* Brief A
In the passage on Jackson's journey from Santa Fe, when did the group reach San Diego?
* Brief B
Please continue the passage on Jackson's journey from Santa Fe, starting after its final sentence.

On September 6, Jackson's group left Santa Fe. (Note: Sublette, Austin Smith, and other members of the caravan returned to St. Louis) Members of the group included, Jackson and his slave, Jim; Jedediah Smith's younger brother Peter, (Note: Both Peter and another brother, Austin had accompanied the trade trip to Santa Fe.) Jonathan Trumbull Warner, Samuel Parkman, and possibly David's brother William Waldo; Moses Carson, brother of Kit; and four other men. Several weeks later, they reached Tucson, Arizona, and went on to the Gila River, which they followed to the Colorado River. They crossed the Colorado River and the Colorado Desert, reaching San Diego in early November.

* The data
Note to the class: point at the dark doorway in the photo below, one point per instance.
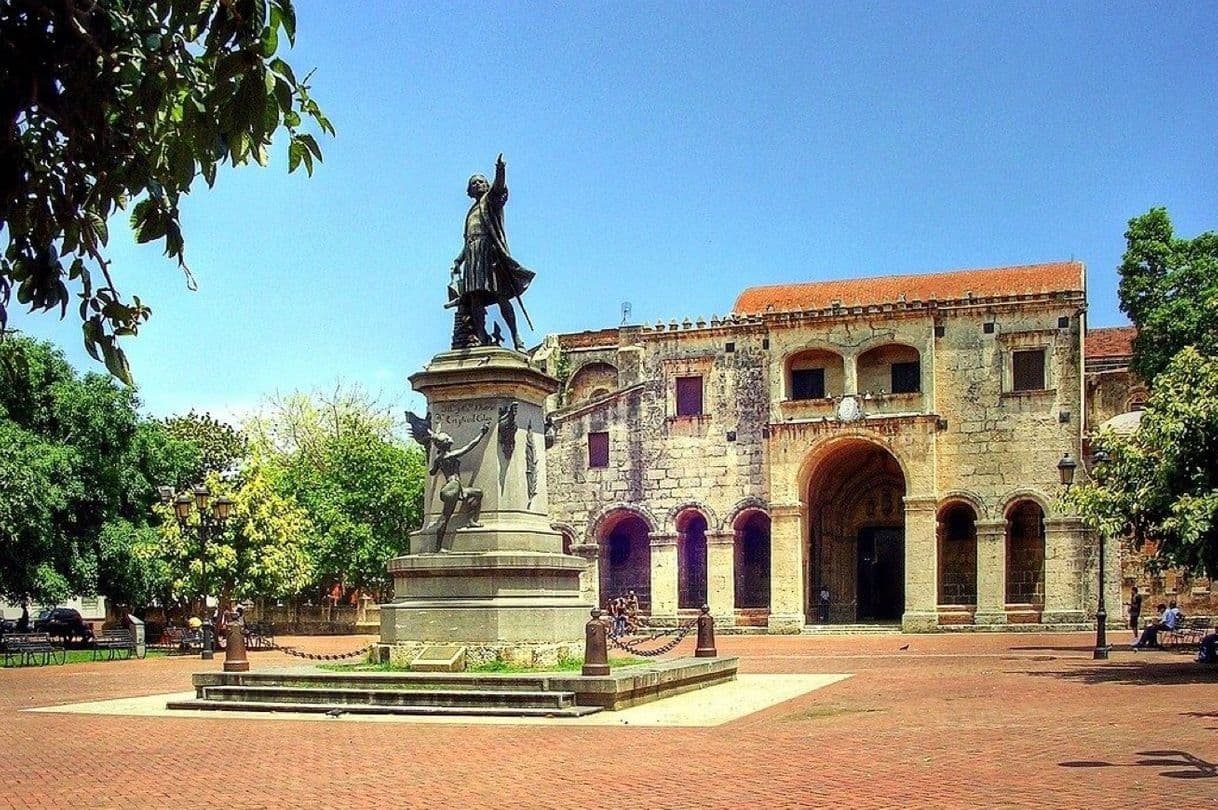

* Task output A
In early November.

* Task output B
Jackson traveled up the California coast as far north as the lower end of the San Francisco Bay. By the end of March, 1832, when he met with Young in Los Angeles, he had purchased only 600 mules and 100 horses rather than the more than 1,000 they had planned. In May, the two groups drove the animals to the Colorado River, reaching it at its floodstage in June. After 12 days, they had the animals swim across. Jackson's and Young's parties again split; Young to take $10,000 of Jackson/Waldo cash and property and return to California (Note: Pauline Weaver may have been with Young's party up to that point but transferred to Jackson's for the trip back.) and continue trapping and buying mules to drive back later. Jackson took possession of the skins which Young had trapped to that point.

Due to the summer heat, many of the mules died on the way back to Santa Fe, which the party reached in the first week of July. Jackson sold part of the herd of animals in Santa Fe. Ira Smith, another Jedediah Smith brother, had traveled to Santa Fe to meet Peter. Ira and Jackson headed back to St. Louis with the remaining animals.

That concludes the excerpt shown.